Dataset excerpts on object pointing
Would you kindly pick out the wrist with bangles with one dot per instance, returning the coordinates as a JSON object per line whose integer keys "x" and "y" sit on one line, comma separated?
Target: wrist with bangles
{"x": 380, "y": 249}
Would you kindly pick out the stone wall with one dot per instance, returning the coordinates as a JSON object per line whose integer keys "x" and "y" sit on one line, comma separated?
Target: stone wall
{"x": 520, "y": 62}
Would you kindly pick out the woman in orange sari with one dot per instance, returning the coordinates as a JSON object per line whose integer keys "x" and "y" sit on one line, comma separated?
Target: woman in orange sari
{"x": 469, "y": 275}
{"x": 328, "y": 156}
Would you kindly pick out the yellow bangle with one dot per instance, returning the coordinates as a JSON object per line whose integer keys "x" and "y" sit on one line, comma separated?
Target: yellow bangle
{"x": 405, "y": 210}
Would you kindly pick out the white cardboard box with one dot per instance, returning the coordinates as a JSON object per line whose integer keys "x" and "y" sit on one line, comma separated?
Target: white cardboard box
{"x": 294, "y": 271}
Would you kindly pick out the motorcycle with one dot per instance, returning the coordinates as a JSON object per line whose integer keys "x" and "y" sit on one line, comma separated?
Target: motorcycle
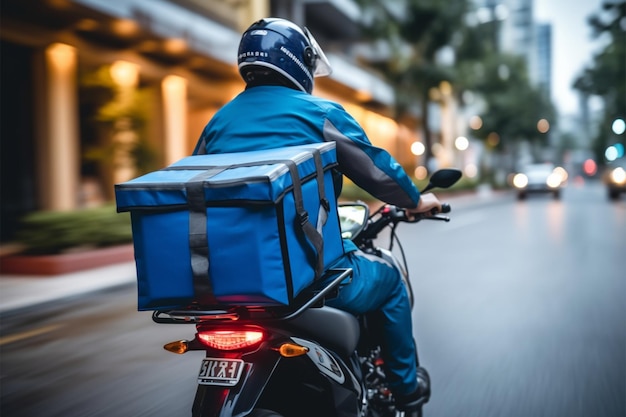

## Goal of the exercise:
Format the lines as a JSON list of strings, one string per line, starting at the line that contains "Would you kindly pick out the yellow" and ending at the end of the items. Skip blank lines and leave the pictures out.

## Result:
[
  "Would you kindly pick out the yellow bangle with one dot per instance, returning the coordinates as a JSON object per line whose integer keys \"x\" and \"y\" sit on one line, comma separated?",
  "Target: yellow bangle",
  "{\"x\": 405, \"y\": 210}",
  "Would you kindly pick out the white cardboard box with one dot per instance, returning the coordinates as a JSON object per line whose integer keys \"x\" and \"y\" sit on one line, comma separated?",
  "Target: white cardboard box",
  "{\"x\": 294, \"y\": 271}",
  "Would you kindly pick out the motorcycle with one dot per instance, returning the coordinates as a JSON object per line whose integer keys \"x\" and \"y\" sit on one line, comma separated?",
  "Target: motorcycle"
]